[What is expected]:
Reproduce the discussion about the band's final parade word for word, in full.

Before the eventual parade, the small band managed to play Beethoven's Minuet, though many were out of tune or rhythm. This is somehow still plausible.
However, how did it transit to the successful final parade performance? I know there might be an implied meaning that this final scene is happening MUCH LATER than the town hall gathering scene. But how did they learn to play so well and perfectly without any trained instructor that could coach them?
the final parade is pure fantasy... or perhaps taken from the townies' viewpoint in which the band's first effort to play the minuet will be remembered as the grandest parade river city had ever seen. it's a story that will grow in glory with every subsequent retelling.
The original staging in 1957 (legit stage) ended with 'Minuet in G'scene, etc. NO fantasy huge marching band ending. Then during curtain calls the rhythmic clapping along with "76 Trombones" being played started the first night. I'm theorizing but it may have evolved in DaCosta's mind from there.
The story asks the question: do you want to believe, or to doubt and condemn? The townspeople, when seeing their children actually playing, (after a fashion), decide to believe in the band, just as Harold and Marion have decided to allow themselves to fall in love with each other.
The past is a series of presents. The present is living history we are privileged to witness
I don't think it's just implied that the final scene is much later - it HAS to be much later. The prior "trial" scene had been at night, everyone was still costumed for the sociable...but then the last scene is in the full light of day, and everyone is totally differently dressed. The "magic" switching of the old uniforms to the new was just artistic license...and perhaps implies there had to be a WHOLE lot of magic...or think method...in order for the pathetic little band to evolve into a full-fledged marching band.

(Collected data entries)

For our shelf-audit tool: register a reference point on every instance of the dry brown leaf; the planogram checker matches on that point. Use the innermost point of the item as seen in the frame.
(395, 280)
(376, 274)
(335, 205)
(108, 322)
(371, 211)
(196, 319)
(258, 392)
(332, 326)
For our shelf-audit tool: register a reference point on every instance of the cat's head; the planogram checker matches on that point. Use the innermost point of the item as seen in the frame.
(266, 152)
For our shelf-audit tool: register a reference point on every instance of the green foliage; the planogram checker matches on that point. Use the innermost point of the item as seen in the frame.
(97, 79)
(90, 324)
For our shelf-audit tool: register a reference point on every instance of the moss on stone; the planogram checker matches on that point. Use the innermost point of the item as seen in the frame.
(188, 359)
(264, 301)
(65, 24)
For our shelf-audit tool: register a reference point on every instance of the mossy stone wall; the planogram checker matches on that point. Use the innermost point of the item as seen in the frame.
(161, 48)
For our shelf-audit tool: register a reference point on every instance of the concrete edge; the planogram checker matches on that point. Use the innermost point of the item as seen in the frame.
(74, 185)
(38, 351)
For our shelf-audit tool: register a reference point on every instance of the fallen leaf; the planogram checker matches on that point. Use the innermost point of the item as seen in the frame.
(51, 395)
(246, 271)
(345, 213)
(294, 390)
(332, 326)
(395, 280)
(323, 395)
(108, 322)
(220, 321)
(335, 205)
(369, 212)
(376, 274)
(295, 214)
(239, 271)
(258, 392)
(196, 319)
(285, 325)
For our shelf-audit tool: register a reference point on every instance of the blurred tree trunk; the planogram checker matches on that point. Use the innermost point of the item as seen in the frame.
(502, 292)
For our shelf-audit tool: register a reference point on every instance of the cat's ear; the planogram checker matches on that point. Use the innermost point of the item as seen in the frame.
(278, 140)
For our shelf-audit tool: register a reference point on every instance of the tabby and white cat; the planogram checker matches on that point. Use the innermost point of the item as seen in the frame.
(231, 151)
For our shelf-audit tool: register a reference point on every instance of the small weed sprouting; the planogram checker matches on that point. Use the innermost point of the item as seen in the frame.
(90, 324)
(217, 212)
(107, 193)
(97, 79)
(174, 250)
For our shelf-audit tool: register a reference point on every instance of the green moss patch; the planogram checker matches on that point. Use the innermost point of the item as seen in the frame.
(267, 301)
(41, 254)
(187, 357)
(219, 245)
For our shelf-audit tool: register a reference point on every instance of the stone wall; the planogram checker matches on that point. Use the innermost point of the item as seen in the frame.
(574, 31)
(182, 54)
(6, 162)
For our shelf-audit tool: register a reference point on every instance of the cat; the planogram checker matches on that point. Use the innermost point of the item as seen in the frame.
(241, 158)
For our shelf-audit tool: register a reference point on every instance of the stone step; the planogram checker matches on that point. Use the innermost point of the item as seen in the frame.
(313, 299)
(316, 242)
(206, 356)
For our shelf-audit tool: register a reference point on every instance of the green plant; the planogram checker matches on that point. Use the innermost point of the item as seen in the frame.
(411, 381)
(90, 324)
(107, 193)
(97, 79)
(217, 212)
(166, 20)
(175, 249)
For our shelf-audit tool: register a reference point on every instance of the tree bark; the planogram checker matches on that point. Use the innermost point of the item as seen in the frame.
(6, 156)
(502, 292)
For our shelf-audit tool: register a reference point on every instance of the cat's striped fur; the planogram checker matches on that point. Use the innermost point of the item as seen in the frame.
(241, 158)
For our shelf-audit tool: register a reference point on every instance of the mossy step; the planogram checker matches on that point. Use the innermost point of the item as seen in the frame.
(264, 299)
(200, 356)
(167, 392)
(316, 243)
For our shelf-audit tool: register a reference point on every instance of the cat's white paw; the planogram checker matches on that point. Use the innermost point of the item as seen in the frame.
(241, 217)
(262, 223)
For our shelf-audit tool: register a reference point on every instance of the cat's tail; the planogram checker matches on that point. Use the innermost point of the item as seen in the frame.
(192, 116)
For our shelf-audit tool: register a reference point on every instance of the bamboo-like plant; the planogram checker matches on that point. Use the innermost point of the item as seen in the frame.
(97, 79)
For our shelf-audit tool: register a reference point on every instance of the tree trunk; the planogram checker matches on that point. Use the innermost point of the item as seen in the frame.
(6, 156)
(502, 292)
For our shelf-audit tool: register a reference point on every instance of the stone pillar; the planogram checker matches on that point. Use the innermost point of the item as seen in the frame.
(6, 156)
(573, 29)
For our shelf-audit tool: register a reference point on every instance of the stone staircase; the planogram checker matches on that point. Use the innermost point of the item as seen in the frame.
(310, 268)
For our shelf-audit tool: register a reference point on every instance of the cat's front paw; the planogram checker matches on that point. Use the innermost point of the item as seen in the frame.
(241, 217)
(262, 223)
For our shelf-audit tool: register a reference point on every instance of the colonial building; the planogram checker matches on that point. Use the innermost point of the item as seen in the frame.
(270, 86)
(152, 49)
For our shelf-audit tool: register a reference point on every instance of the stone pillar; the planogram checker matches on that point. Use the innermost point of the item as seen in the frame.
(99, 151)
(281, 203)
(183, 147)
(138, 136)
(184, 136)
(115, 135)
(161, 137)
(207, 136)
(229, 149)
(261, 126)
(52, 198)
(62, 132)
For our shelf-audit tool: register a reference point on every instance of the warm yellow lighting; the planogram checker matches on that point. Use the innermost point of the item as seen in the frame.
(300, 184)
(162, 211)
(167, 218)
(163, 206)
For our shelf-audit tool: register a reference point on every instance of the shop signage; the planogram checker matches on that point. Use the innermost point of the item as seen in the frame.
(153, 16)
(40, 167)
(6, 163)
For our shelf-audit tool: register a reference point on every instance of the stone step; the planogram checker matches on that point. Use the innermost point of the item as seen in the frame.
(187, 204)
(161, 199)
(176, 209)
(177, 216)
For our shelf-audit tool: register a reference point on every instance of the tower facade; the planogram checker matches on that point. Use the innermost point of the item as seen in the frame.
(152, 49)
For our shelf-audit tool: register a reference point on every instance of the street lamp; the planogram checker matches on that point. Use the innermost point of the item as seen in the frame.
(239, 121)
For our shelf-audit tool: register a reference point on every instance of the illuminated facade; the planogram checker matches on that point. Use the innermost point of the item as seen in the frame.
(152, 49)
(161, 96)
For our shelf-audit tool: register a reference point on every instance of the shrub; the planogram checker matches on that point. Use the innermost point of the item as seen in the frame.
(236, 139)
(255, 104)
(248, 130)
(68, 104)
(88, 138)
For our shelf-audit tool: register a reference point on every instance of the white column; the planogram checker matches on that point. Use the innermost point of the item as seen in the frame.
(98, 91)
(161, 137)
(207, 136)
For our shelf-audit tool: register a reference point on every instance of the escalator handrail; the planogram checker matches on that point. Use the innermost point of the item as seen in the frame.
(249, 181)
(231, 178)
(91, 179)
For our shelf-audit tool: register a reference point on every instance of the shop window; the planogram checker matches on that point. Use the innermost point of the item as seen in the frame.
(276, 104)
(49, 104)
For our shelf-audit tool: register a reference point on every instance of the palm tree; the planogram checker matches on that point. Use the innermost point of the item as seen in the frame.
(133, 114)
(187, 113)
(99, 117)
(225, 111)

[Task result]:
Before the eventual parade, the small band managed to play Beethoven's Minuet, though many were out of tune or rhythm. This is somehow still plausible.
However, how did it transit to the successful final parade performance? I know there might be an implied meaning that this final scene is happening MUCH LATER than the town hall gathering scene. But how did they learn to play so well and perfectly without any trained instructor that could coach them?
the final parade is pure fantasy... or perhaps taken from the townies' viewpoint in which the band's first effort to play the minuet will be remembered as the grandest parade river city had ever seen. it's a story that will grow in glory with every subsequent retelling.
The original staging in 1957 (legit stage) ended with 'Minuet in G'scene, etc. NO fantasy huge marching band ending. Then during curtain calls the rhythmic clapping along with "76 Trombones" being played started the first night. I'm theorizing but it may have evolved in DaCosta's mind from there.
The story asks the question: do you want to believe, or to doubt and condemn? The townspeople, when seeing their children actually playing, (after a fashion), decide to believe in the band, just as Harold and Marion have decided to allow themselves to fall in love with each other.
The past is a series of presents. The present is living history we are privileged to witness
I don't think it's just implied that the final scene is much later - it HAS to be much later. The prior "trial" scene had been at night, everyone was still costumed for the sociable...but then the last scene is in the full light of day, and everyone is totally differently dressed. The "magic" switching of the old uniforms to the new was just artistic license...and perhaps implies there had to be a WHOLE lot of magic...or think method...in order for the pathetic little band to evolve into a full-fledged marching band.